[BEGIN RECORDS SHOWN]
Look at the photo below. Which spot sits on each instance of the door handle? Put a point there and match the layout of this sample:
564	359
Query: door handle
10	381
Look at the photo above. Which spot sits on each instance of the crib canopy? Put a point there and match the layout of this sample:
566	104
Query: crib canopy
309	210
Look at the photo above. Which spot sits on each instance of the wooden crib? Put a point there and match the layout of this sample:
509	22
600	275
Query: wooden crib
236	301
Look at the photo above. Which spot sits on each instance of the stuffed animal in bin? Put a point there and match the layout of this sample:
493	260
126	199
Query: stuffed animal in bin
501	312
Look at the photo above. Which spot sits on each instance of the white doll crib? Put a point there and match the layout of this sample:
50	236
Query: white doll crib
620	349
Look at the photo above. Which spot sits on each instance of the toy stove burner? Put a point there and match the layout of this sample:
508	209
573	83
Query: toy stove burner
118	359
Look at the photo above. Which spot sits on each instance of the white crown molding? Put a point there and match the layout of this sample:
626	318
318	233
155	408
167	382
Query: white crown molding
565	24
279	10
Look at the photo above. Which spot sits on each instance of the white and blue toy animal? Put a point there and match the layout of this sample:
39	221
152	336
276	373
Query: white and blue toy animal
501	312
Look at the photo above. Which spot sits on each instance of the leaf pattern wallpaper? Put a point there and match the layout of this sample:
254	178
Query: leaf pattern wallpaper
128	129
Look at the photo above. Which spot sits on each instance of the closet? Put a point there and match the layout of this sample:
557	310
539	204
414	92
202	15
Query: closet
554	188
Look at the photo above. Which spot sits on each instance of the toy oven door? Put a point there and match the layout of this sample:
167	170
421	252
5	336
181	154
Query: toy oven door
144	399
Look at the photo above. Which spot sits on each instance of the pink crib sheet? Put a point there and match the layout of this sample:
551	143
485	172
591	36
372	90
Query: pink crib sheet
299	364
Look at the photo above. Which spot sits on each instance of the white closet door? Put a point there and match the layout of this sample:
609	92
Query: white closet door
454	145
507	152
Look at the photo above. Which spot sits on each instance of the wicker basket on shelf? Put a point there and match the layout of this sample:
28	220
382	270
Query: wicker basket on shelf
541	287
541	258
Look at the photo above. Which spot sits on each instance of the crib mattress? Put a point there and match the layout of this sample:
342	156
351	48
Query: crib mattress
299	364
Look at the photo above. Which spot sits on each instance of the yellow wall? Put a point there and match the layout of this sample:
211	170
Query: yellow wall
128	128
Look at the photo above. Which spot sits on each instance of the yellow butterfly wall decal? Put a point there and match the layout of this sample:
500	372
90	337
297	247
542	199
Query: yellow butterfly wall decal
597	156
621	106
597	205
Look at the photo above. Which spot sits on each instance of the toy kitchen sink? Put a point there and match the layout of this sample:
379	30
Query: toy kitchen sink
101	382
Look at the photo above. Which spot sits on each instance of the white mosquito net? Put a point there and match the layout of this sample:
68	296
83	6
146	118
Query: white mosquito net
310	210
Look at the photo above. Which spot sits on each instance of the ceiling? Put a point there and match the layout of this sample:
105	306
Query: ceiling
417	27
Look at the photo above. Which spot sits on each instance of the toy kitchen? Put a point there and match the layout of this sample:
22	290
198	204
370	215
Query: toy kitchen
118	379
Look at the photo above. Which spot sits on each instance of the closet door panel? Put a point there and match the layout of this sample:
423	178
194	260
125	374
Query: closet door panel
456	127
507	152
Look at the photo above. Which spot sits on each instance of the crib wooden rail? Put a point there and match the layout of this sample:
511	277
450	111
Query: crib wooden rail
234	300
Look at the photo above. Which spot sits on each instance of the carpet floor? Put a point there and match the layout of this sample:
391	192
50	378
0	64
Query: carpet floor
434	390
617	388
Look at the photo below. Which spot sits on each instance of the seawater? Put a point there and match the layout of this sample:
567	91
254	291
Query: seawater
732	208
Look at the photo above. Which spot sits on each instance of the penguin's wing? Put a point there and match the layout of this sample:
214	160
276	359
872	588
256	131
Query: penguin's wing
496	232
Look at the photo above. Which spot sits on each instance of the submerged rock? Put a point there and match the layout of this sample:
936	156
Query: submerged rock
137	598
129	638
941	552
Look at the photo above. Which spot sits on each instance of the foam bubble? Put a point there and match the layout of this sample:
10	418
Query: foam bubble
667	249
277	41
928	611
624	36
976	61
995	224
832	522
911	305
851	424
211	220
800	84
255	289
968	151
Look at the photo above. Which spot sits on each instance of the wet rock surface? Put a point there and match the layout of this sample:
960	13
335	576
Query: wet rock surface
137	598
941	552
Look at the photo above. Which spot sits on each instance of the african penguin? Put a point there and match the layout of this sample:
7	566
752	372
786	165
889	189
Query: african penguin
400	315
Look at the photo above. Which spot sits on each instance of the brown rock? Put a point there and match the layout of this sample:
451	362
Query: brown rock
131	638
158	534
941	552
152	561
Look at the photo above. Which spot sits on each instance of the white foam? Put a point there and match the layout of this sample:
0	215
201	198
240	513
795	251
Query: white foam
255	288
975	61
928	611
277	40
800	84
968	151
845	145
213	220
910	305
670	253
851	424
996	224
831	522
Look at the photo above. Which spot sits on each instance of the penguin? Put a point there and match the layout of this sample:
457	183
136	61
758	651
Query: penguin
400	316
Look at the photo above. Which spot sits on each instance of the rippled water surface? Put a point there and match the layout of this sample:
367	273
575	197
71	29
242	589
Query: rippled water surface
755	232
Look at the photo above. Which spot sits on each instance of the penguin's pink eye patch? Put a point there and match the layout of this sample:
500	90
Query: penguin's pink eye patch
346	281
[END RECORDS SHOWN]
YOUR GOAL »
Pull every line from the stored items above and copy each one character for character.

THE RESPONSE »
Look at the photo below. Which spot sits on each instance of the door handle? Put a point there and match the layout of this sample:
564	359
Query: door handle
10	381
Look at the photo above. Which spot sits on each instance of the crib canopy? Put a point there and match the layout of this sample:
566	104
Query: crib canopy
309	210
Look at the photo above. Which spot sits on each instance of the wooden crib? Put a point there and match the layout of this sample:
509	22
600	275
Query: wooden crib
236	301
Look at the photo above. Which spot sits on each instance of the stuffed animal in bin? Put a point there and match the layout of this sample:
493	260
126	199
Query: stuffed animal in bin
501	312
Look at the photo above. Which spot sits on each instance of the white doll crib? Put a point there and match the layout of this sample:
50	236
Query: white doll crib
620	349
Look at the photo above. Which spot sits on each instance of the toy stove burner? Put a point there and match the layout of this sample:
508	209
573	83
Query: toy stove burner
118	359
Look at the photo above. Which spot sits on each instance of the white crown molding? Put a point there and match the layout of this sample:
626	318
318	233
155	408
167	382
Query: white crown molding
565	24
279	10
Look at the photo above. Which spot sits on each instance of the white and blue toy animal? Put a point there and match the layout of this sample:
39	221
152	336
276	373
Query: white and blue toy animal
501	312
Look at the photo above. Which spot sits on each instance of the leaf pattern wallpaper? Put a point there and match the layout of this sample:
254	178
Query: leaf pattern wallpaper
128	129
Look at the photo above. Which spot sits on each instance of the closet? Put a point there and match the layout of this sample:
557	310
539	204
414	92
202	15
Query: closet
554	188
Look at the photo above. Which spot sits on each instance of the toy oven door? Put a point there and match the layout of this sample:
167	170
421	252
5	336
181	154
Query: toy oven door
144	399
Look at the photo above. Which spot sits on each instance of the pink crib sheet? Put a point there and match the layout of this sample:
551	143
485	172
591	36
372	90
Query: pink crib sheet
299	364
Look at the photo above. Which spot sits on each instance of the white closet door? Put a point there and match the layout of this sample:
609	92
Query: white closet door
454	145
507	152
Look at the photo above. Which spot sits on each instance of the wicker basket on shelf? Put a point there and match the layout of this sample:
28	220
382	270
Query: wicker basket on shelf
541	287
541	258
Look at the photo above. Which spot sits on each instance of the crib mattress? Put a point there and match the layout of this sample:
342	156
351	48
Query: crib mattress
299	364
Look at the photo above. Which spot sits on each instance of the yellow wall? Put a point there and match the layout of this sample:
211	170
Query: yellow wall
128	128
Look at the photo above. Which spot sits on each instance of the yellow butterfly wall decal? Put a point there and match the layout of this sample:
500	372
90	337
297	247
542	199
Query: yellow butterfly wall decal
597	156
621	106
597	205
Look at the photo above. Which spot sits on each instance of the toy kitchen sink? Put a point there and match the layout of this sample:
379	30
Query: toy kitchen sink
101	382
Look at the photo above. Which spot sits on each instance of the white mosquito net? Put a point there and match the layout of this sample:
68	296
83	6
146	118
Query: white mosquito net
310	210
Look at the photo above. Which spot sits on each instance of the ceiling? Put a point there and match the layout of this sample:
105	306
Query: ceiling
417	27
Look at the photo above. Which spot sits on each instance of the toy kitchen? Put a point there and match the layout of this sample:
22	290
198	204
370	215
Query: toy kitchen
118	379
Look at the photo above. Which spot sits on each instance of the closet door panel? Put a point there and match the layout of this sample:
423	178
194	260
125	374
Query: closet door panel
456	127
507	152
Look at the photo above. Which spot sits on each instance of the crib wooden rail? Put a point there and match the layout of this sample:
511	277
450	111
Query: crib wooden rail
234	300
Look at the photo above. Which spot sits on each instance of the carpet floor? Put a point there and match the layout of this sample:
391	192
50	378
0	64
Query: carpet floor
434	390
617	388
Look at the photo below. Which spot sits on each instance of the seawater? Put a point there and match the layout of this sample:
567	91
254	291
Query: seawater
732	208
Look at the photo above. Which spot sits on each instance of the penguin's wing? Put a point there and match the layout of this sample:
214	160
276	359
872	588
256	131
Query: penguin's wing
496	232
Look at the photo above. Which spot sits on each instance of the submerged rock? Put a point there and match the layout of this sample:
936	156
Query: submerged rock
137	598
129	638
941	552
Look at the photo above. Which spot sits on each instance of the foam bubble? Put a point there and match the layout of this sample:
10	418
Query: foam bubble
667	249
277	41
928	611
624	36
976	61
995	224
832	522
911	305
851	424
211	220
800	84
255	289
968	151
Look at the photo above. Which spot sits on each instance of the wet rock surface? Put a point there and match the layout of this sample:
960	13
335	576
Query: wet rock surface
137	598
941	552
Look at the photo above. Which spot sits on each instance of the african penguin? Put a point there and match the layout of this sample:
7	566
752	372
786	165
889	189
Query: african penguin
400	315
Look at the photo above. Which spot sits on each instance of the brown rock? Put a point there and match the layout of this sample:
451	362
Query: brown rock
131	638
158	534
941	552
152	561
Look at the photo above. Which spot sits on each instance of the white foam? Put a point there and match the layout of this sample:
0	215
201	198
240	513
795	251
Query: white foam
255	288
975	61
928	611
277	40
800	84
968	151
845	145
213	220
910	305
670	253
851	424
996	224
831	522
Look at the photo above. Which spot sits on each instance of the penguin? Put a point there and match the layout of this sample:
457	183
136	61
758	651
Query: penguin
400	316
Look at the photo above. Which spot sits on each instance of the rippled water surface? Put a point there and match the layout of this sample:
367	273
575	197
71	29
242	589
Query: rippled water surface
755	232
Look at the photo above. Which spot sits on each instance of the penguin's pink eye patch? Put a point there and match the layout of this sample:
500	90
Query: penguin's pink eye patch
346	281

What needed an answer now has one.